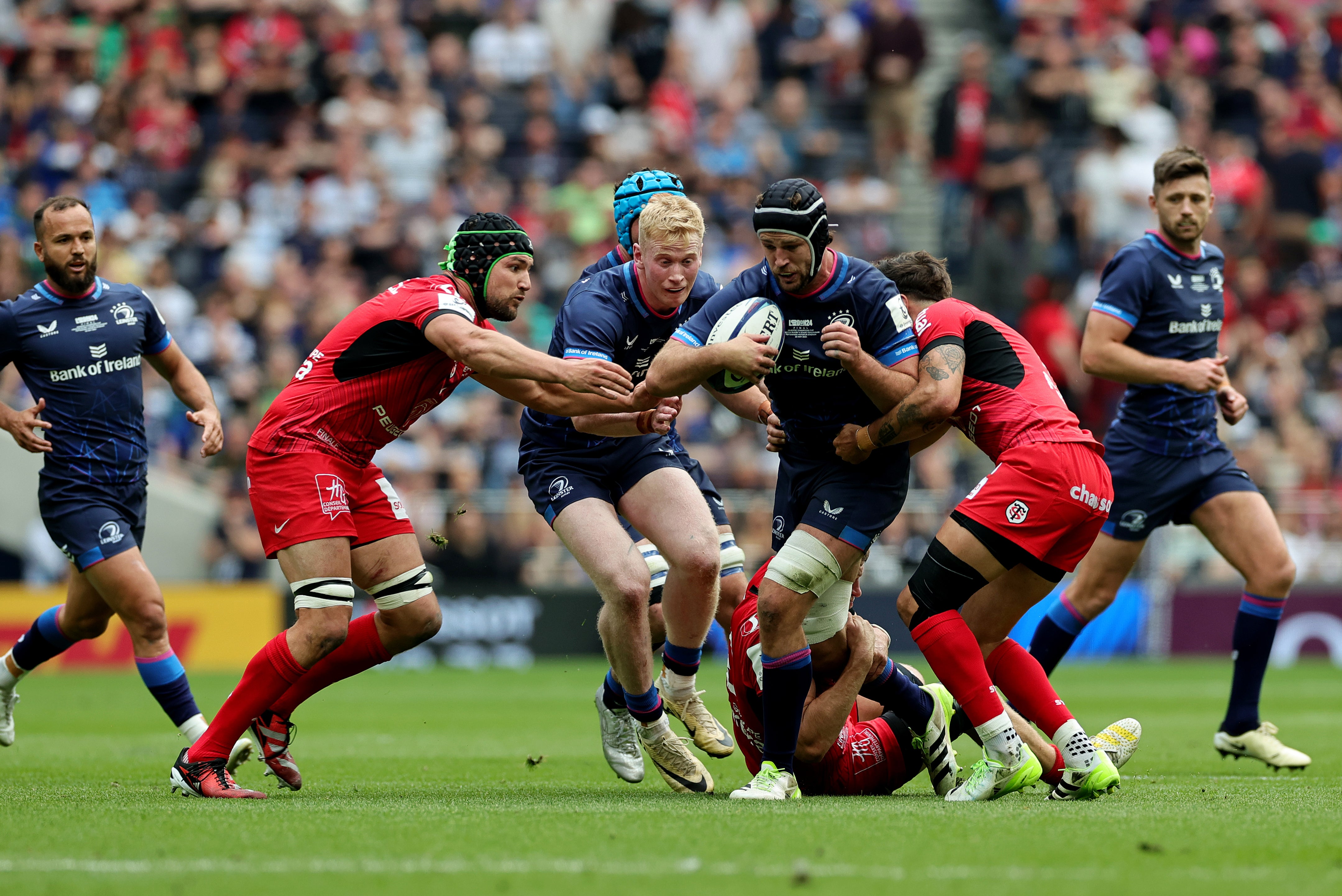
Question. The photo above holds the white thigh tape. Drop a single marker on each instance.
(830, 613)
(805, 565)
(403, 589)
(320, 593)
(733, 558)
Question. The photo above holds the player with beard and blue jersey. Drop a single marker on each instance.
(1155, 326)
(583, 474)
(849, 352)
(78, 343)
(619, 730)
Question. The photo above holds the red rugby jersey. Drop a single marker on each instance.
(371, 377)
(1007, 399)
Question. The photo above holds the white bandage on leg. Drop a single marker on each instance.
(830, 613)
(403, 589)
(657, 564)
(805, 565)
(733, 558)
(320, 593)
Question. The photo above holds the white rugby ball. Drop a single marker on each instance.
(757, 317)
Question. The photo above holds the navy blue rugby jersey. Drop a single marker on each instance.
(84, 357)
(606, 317)
(1176, 308)
(811, 392)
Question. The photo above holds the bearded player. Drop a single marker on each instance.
(1008, 543)
(826, 511)
(1155, 326)
(327, 511)
(78, 343)
(619, 730)
(850, 745)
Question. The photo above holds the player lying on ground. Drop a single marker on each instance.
(850, 745)
(1008, 543)
(1155, 326)
(78, 343)
(620, 730)
(826, 511)
(584, 474)
(327, 511)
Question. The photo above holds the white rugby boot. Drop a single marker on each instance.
(619, 740)
(1263, 745)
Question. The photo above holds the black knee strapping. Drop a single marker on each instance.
(941, 583)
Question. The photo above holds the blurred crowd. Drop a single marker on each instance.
(262, 167)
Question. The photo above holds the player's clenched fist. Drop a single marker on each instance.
(842, 343)
(749, 356)
(598, 377)
(22, 423)
(213, 438)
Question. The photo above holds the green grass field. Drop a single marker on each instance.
(418, 781)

* PROBLEM *
Put every line of the whole listing above into a JSON array of strings, one entry per line, dropping blank lines and leaving the pictures out.

* RESPONSE TO THE TASK *
[
  "Question. The photo above holds the white thigh tape. Drop a single marker on each instance.",
  "(830, 613)",
  "(805, 565)",
  "(403, 589)",
  "(320, 593)",
  "(733, 558)",
  "Question. The photo above holds the player with beard and blue jersey. Drop a single marker on each instance.",
  "(1155, 326)",
  "(583, 474)",
  "(849, 352)",
  "(78, 343)",
  "(619, 730)",
  "Question. The photo above holds the red rugby jersey. Drop a single marker on each instance.",
  "(371, 377)",
  "(1007, 399)",
  "Question. The photo above holds the white bandage on leg. Drop a single marker on each instance.",
  "(830, 613)",
  "(403, 589)",
  "(657, 564)",
  "(805, 565)",
  "(733, 558)",
  "(320, 593)",
  "Question. The photo above holds the white rugby ball. Drop a single marker on each instance.",
  "(757, 317)",
  "Question. The photo above holds the navy blue rugby jersey. Drop a single marker on each instance.",
  "(84, 357)",
  "(606, 317)",
  "(1176, 308)",
  "(811, 392)",
  "Question. The photo above holds the bearded player. Drop a single marker on each instance.",
  "(1008, 543)",
  "(826, 511)",
  "(1155, 326)",
  "(327, 511)",
  "(78, 343)",
  "(619, 730)",
  "(850, 745)",
  "Question. The photo above holds the player lying on ground. Drop a single marker on each instance.",
  "(850, 745)",
  "(1008, 543)",
  "(1155, 326)",
  "(78, 343)",
  "(620, 730)",
  "(826, 511)",
  "(584, 474)",
  "(327, 511)",
  "Question. The photo above holds the white rugby boot. Drop a single marker on each instance.",
  "(619, 740)",
  "(1263, 745)",
  "Question. The photo above holds the black knee strapping. Drop a single marker on each instance.",
  "(941, 583)",
  "Question. The photo above holds the blurred crowd. Drop a single marker on each instance.",
  "(262, 167)",
  "Question. The photo above holds the player's clenched fist. Drop a single marker on each instance.",
  "(842, 343)",
  "(749, 356)",
  "(598, 377)",
  "(22, 423)",
  "(213, 438)",
  "Question. The photo above holds the green grass field. Drop a single marker on each instance.",
  "(418, 781)"
]